• Document extract
In his formation journey, there’s a bit of Florence, Berlin, and Como, the place where his current studio is based. Daniele had to learn fast. His sister was going to get married and she needed a dress. This was the turning point in his career: she asked him to make it. His first approach as a tailor was started.

His collection SS 2016 has been created out of the inspiration from the people he met along the way. And photographer Davide Savaidis still is one of them. To understand where their two lives are going, we interviewed both.

Martina portrait

What does ‘Renai[chance]’ mean for you?

Daniele. Reading the book ‘Momenting the Memento’ written by Danilo Venturi, I was particularly impressed by the word ‘Renai[chance]’. You read it like Renaissance but it includes ‘chance’, opportunity. It has a double meaning for me: on the one hand the new values, perspectives in fashion and, on the other hand, it’s my rebirth in this adventure.

Davide. It’s about the association of ‘rebirth’ and ‘chance’. It’s a status where anyone could have potential creativity in his/her hands. To create. It doesn’t touch only the arts, but any creative action (or intention). I’m talking about a designer and his/her dress, a photographer with a photo, a writer with a novel and so on and so forth. And, also, a sincere smile to your neighbour, a fight, and looking for the good in anyone’s life.


IMG_5221 ps

How is researching important in your creative process?

• Do this
Update the interview starting at the words "Martina portrait" and ending after "in this adventure.", putting "struck" in place of "impressed".

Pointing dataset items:
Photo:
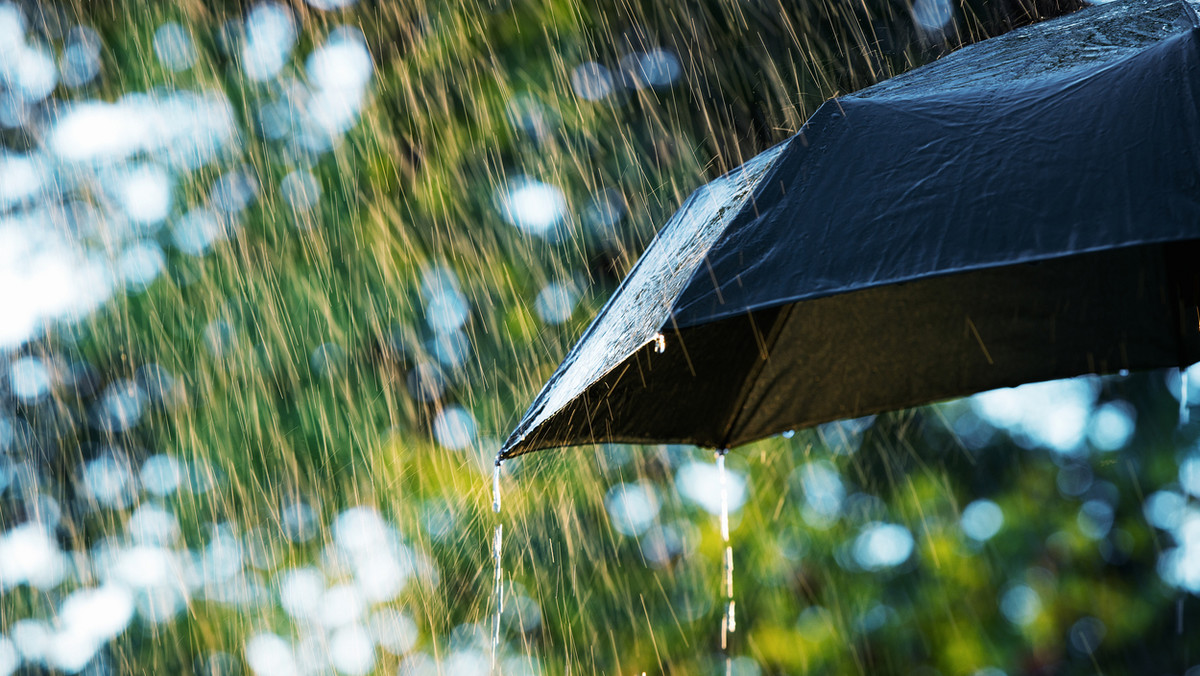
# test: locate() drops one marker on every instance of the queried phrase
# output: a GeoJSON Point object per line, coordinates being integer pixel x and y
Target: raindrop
{"type": "Point", "coordinates": [340, 71]}
{"type": "Point", "coordinates": [532, 205]}
{"type": "Point", "coordinates": [1111, 425]}
{"type": "Point", "coordinates": [631, 507]}
{"type": "Point", "coordinates": [822, 489]}
{"type": "Point", "coordinates": [1165, 509]}
{"type": "Point", "coordinates": [1096, 519]}
{"type": "Point", "coordinates": [144, 195]}
{"type": "Point", "coordinates": [700, 483]}
{"type": "Point", "coordinates": [1020, 604]}
{"type": "Point", "coordinates": [882, 545]}
{"type": "Point", "coordinates": [99, 614]}
{"type": "Point", "coordinates": [31, 638]}
{"type": "Point", "coordinates": [657, 67]}
{"type": "Point", "coordinates": [352, 651]}
{"type": "Point", "coordinates": [28, 554]}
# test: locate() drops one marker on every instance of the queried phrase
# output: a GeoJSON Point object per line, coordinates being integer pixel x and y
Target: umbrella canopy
{"type": "Point", "coordinates": [1024, 209]}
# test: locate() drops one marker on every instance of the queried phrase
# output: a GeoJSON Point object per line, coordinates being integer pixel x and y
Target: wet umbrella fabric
{"type": "Point", "coordinates": [1023, 209]}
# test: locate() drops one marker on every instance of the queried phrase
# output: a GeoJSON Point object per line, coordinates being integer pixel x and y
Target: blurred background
{"type": "Point", "coordinates": [276, 277]}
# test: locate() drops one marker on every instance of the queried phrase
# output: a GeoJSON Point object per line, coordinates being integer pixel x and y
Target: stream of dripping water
{"type": "Point", "coordinates": [729, 620]}
{"type": "Point", "coordinates": [498, 581]}
{"type": "Point", "coordinates": [1185, 412]}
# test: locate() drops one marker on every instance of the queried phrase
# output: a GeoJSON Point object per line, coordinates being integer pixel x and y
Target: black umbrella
{"type": "Point", "coordinates": [1023, 209]}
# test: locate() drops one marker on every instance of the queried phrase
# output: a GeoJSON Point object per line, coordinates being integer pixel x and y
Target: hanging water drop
{"type": "Point", "coordinates": [729, 620]}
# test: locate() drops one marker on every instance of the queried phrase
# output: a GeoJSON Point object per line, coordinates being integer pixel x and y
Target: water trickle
{"type": "Point", "coordinates": [729, 618]}
{"type": "Point", "coordinates": [496, 488]}
{"type": "Point", "coordinates": [498, 580]}
{"type": "Point", "coordinates": [1185, 413]}
{"type": "Point", "coordinates": [497, 592]}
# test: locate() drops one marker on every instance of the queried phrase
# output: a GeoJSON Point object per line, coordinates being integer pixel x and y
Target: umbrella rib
{"type": "Point", "coordinates": [768, 346]}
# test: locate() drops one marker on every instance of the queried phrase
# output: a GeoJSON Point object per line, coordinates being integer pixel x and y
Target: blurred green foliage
{"type": "Point", "coordinates": [414, 185]}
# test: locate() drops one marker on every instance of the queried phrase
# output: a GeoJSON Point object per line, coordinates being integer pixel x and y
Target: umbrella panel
{"type": "Point", "coordinates": [748, 377]}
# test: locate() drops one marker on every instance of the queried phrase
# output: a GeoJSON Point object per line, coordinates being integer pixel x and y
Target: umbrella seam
{"type": "Point", "coordinates": [772, 340]}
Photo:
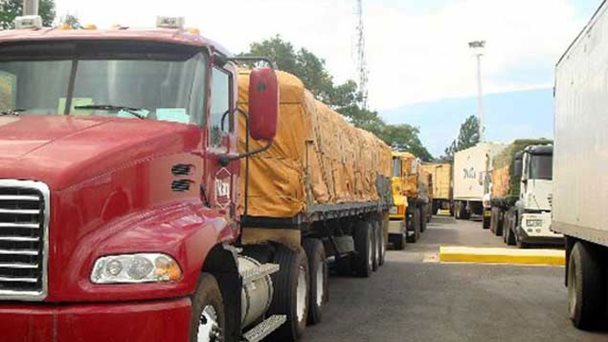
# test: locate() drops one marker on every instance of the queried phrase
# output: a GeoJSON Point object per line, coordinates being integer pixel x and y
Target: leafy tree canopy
{"type": "Point", "coordinates": [467, 137]}
{"type": "Point", "coordinates": [10, 9]}
{"type": "Point", "coordinates": [344, 98]}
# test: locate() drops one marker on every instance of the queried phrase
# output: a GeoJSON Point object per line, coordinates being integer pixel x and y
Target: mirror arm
{"type": "Point", "coordinates": [225, 159]}
{"type": "Point", "coordinates": [268, 61]}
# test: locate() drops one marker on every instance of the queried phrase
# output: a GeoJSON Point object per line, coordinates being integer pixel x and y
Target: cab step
{"type": "Point", "coordinates": [260, 331]}
{"type": "Point", "coordinates": [256, 273]}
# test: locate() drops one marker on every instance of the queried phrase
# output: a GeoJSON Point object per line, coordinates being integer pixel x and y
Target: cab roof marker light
{"type": "Point", "coordinates": [170, 22]}
{"type": "Point", "coordinates": [28, 22]}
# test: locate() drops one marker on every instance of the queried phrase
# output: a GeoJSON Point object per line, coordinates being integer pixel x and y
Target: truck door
{"type": "Point", "coordinates": [222, 180]}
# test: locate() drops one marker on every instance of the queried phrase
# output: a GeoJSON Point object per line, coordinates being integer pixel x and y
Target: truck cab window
{"type": "Point", "coordinates": [220, 119]}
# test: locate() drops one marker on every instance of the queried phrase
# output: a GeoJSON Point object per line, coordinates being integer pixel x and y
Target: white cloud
{"type": "Point", "coordinates": [412, 57]}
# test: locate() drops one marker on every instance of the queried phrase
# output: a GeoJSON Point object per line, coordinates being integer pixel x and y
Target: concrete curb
{"type": "Point", "coordinates": [482, 255]}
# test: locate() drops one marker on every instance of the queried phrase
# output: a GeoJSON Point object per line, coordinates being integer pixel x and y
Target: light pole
{"type": "Point", "coordinates": [477, 47]}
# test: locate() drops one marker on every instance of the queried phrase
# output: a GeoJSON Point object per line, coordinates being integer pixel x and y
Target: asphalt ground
{"type": "Point", "coordinates": [413, 297]}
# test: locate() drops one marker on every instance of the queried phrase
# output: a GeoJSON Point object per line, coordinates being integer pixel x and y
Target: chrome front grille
{"type": "Point", "coordinates": [24, 219]}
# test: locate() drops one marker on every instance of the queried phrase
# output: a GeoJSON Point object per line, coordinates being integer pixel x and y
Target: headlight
{"type": "Point", "coordinates": [135, 268]}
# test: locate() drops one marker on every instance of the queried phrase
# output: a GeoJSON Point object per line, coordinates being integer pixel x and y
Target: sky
{"type": "Point", "coordinates": [421, 70]}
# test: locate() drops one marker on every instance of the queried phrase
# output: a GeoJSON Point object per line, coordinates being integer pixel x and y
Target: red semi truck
{"type": "Point", "coordinates": [119, 222]}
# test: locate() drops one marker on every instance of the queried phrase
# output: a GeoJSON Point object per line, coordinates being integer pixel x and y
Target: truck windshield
{"type": "Point", "coordinates": [396, 167]}
{"type": "Point", "coordinates": [541, 167]}
{"type": "Point", "coordinates": [160, 81]}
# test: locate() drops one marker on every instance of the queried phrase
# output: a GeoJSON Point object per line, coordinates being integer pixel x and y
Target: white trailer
{"type": "Point", "coordinates": [471, 178]}
{"type": "Point", "coordinates": [580, 194]}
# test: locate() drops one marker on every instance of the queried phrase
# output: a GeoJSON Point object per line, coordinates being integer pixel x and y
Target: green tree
{"type": "Point", "coordinates": [10, 9]}
{"type": "Point", "coordinates": [71, 21]}
{"type": "Point", "coordinates": [467, 137]}
{"type": "Point", "coordinates": [404, 137]}
{"type": "Point", "coordinates": [345, 98]}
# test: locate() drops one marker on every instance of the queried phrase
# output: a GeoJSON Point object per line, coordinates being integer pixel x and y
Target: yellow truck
{"type": "Point", "coordinates": [441, 186]}
{"type": "Point", "coordinates": [410, 199]}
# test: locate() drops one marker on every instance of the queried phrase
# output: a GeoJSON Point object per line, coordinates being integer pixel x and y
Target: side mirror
{"type": "Point", "coordinates": [263, 104]}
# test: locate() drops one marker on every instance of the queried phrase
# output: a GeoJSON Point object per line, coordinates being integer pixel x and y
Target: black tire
{"type": "Point", "coordinates": [485, 221]}
{"type": "Point", "coordinates": [423, 220]}
{"type": "Point", "coordinates": [518, 241]}
{"type": "Point", "coordinates": [375, 251]}
{"type": "Point", "coordinates": [413, 230]}
{"type": "Point", "coordinates": [510, 237]}
{"type": "Point", "coordinates": [380, 243]}
{"type": "Point", "coordinates": [398, 241]}
{"type": "Point", "coordinates": [318, 295]}
{"type": "Point", "coordinates": [499, 222]}
{"type": "Point", "coordinates": [586, 287]}
{"type": "Point", "coordinates": [207, 298]}
{"type": "Point", "coordinates": [362, 260]}
{"type": "Point", "coordinates": [505, 228]}
{"type": "Point", "coordinates": [293, 265]}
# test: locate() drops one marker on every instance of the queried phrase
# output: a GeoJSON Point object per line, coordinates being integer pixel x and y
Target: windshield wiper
{"type": "Point", "coordinates": [130, 110]}
{"type": "Point", "coordinates": [13, 111]}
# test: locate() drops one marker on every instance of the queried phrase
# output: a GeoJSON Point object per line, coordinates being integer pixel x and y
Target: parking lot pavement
{"type": "Point", "coordinates": [415, 298]}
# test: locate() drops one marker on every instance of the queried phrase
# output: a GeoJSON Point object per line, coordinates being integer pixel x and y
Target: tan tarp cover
{"type": "Point", "coordinates": [442, 178]}
{"type": "Point", "coordinates": [317, 157]}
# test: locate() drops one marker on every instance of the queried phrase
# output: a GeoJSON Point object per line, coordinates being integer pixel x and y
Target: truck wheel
{"type": "Point", "coordinates": [380, 243]}
{"type": "Point", "coordinates": [518, 241]}
{"type": "Point", "coordinates": [499, 222]}
{"type": "Point", "coordinates": [505, 228]}
{"type": "Point", "coordinates": [510, 233]}
{"type": "Point", "coordinates": [398, 241]}
{"type": "Point", "coordinates": [207, 322]}
{"type": "Point", "coordinates": [364, 249]}
{"type": "Point", "coordinates": [375, 242]}
{"type": "Point", "coordinates": [485, 221]}
{"type": "Point", "coordinates": [317, 265]}
{"type": "Point", "coordinates": [423, 220]}
{"type": "Point", "coordinates": [586, 287]}
{"type": "Point", "coordinates": [290, 293]}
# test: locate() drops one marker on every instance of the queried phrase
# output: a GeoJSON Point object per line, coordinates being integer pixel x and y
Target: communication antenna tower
{"type": "Point", "coordinates": [361, 64]}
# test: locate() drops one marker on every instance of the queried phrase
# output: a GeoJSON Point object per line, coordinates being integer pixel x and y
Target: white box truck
{"type": "Point", "coordinates": [471, 178]}
{"type": "Point", "coordinates": [580, 169]}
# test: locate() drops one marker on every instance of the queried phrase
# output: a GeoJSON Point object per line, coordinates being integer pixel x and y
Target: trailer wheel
{"type": "Point", "coordinates": [518, 240]}
{"type": "Point", "coordinates": [485, 221]}
{"type": "Point", "coordinates": [207, 322]}
{"type": "Point", "coordinates": [586, 286]}
{"type": "Point", "coordinates": [375, 242]}
{"type": "Point", "coordinates": [423, 219]}
{"type": "Point", "coordinates": [415, 225]}
{"type": "Point", "coordinates": [380, 243]}
{"type": "Point", "coordinates": [362, 261]}
{"type": "Point", "coordinates": [493, 221]}
{"type": "Point", "coordinates": [317, 265]}
{"type": "Point", "coordinates": [510, 233]}
{"type": "Point", "coordinates": [398, 241]}
{"type": "Point", "coordinates": [290, 293]}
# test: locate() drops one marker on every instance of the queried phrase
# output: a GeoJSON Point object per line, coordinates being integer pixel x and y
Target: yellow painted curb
{"type": "Point", "coordinates": [502, 256]}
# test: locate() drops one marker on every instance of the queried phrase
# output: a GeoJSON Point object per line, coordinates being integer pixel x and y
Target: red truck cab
{"type": "Point", "coordinates": [113, 199]}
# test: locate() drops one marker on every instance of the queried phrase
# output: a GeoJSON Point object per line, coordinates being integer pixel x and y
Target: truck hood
{"type": "Point", "coordinates": [538, 194]}
{"type": "Point", "coordinates": [65, 150]}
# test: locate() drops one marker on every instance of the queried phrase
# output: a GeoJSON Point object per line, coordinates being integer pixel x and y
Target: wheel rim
{"type": "Point", "coordinates": [572, 289]}
{"type": "Point", "coordinates": [302, 288]}
{"type": "Point", "coordinates": [208, 327]}
{"type": "Point", "coordinates": [320, 277]}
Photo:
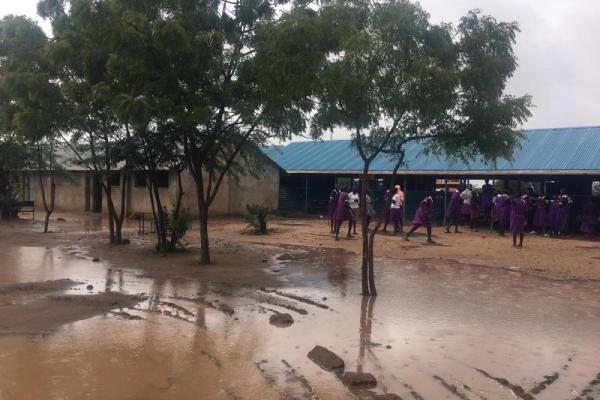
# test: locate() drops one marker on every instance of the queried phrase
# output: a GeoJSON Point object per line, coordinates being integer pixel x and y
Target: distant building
{"type": "Point", "coordinates": [548, 159]}
{"type": "Point", "coordinates": [78, 189]}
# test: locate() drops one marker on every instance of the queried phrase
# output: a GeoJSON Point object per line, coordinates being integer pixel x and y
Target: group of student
{"type": "Point", "coordinates": [549, 215]}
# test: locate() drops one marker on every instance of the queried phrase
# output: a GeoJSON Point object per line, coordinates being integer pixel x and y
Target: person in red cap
{"type": "Point", "coordinates": [397, 210]}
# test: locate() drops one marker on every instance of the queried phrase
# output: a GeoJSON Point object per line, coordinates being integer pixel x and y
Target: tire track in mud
{"type": "Point", "coordinates": [515, 389]}
{"type": "Point", "coordinates": [295, 385]}
{"type": "Point", "coordinates": [294, 297]}
{"type": "Point", "coordinates": [452, 388]}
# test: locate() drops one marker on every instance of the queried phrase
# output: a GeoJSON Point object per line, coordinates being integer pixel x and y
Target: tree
{"type": "Point", "coordinates": [80, 52]}
{"type": "Point", "coordinates": [13, 161]}
{"type": "Point", "coordinates": [31, 99]}
{"type": "Point", "coordinates": [258, 67]}
{"type": "Point", "coordinates": [397, 78]}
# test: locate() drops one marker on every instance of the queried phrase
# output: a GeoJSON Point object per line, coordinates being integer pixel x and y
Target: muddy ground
{"type": "Point", "coordinates": [469, 318]}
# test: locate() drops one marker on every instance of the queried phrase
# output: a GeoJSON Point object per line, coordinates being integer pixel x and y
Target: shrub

• Answer to the task
Martina portrait

What does ‘Renai[chance]’ mean for you?

Daniele. Reading the book ‘Momenting the Memento’ written by Danilo Venturi, I was particularly struck by the word ‘Renai[chance]’. You read it like Renaissance but it includes ‘chance’, opportunity. It has a double meaning for me: on the one hand the new values, perspectives in fashion and, on the other hand, it’s my rebirth in this adventure.